In Southern Ontario, Settling In

 

Our life on the road began in earnest as we crossed the Peace Bridge from Buffalo to Fort Erie, Ontario, leaving behind the hospitality of friends and surprising charm of western New York.

 

One week in, living out of a van has proven to be an exercise in contradiction: exceptionally cramped, yet overwhelmingly unrestrained. Cramped, in that no nook or cranny of Madge the Van is unpacked with some supposed life essential: the tiny closet stuffed with medicine cabinet upon yoga mat upon toilet paper upon camping hammock; the bench cabinet overflowing with laptop computers upon window screens upon solar shower upon extension cords.

 

Packing and unpacking each morning and evening requires foresight, planning the needs of the next twelve hours. The van is a transformer—constantly evolving from road warrior to cozy camper through a series of exhausted grunts, lurches, and squeaks. Every once-simple staple of life at home—like turning on the faucet or sitting down on the sofa—causes a Rube Goldberg effect: possessions tumbling and shifting throughout the van.

 

It all requires deliberation and patience, and brings into acute focus the physical burden of each thing. Are the benefits of this tea kettle worth the hassle? But it’s merely an adjustment—a small price to pay for the unrestrained possibilities of a year untethered to a physical place.
____________________
Work task 1
Extract the section of the passage that starts at "It all requires" and ends after "a physical place.".
Work task 2
Answer these from the passage:
(a) Which bridge was crossed from Buffalo to Fort Erie?
(b) What is the van called?
(c) How many hours ahead does the morning and evening packing plan for?
The entries after the passage are separate material.
____________________
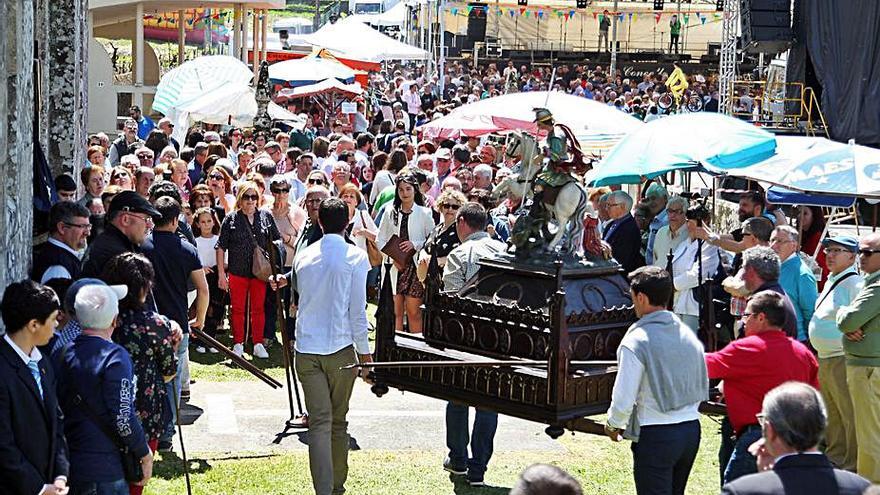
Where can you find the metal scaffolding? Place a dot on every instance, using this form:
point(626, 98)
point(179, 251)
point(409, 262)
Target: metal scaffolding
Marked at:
point(727, 66)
____________________
Response box 1
It all requires deliberation and patience, and brings into acute focus the physical burden of each thing. Are the benefits of this tea kettle worth the hassle? But it’s merely an adjustment—a small price to pay for the unrestrained possibilities of a year untethered to a physical place.

Response box 2
(a) The Peace Bridge
(b) Madge the Van
(c) Twelve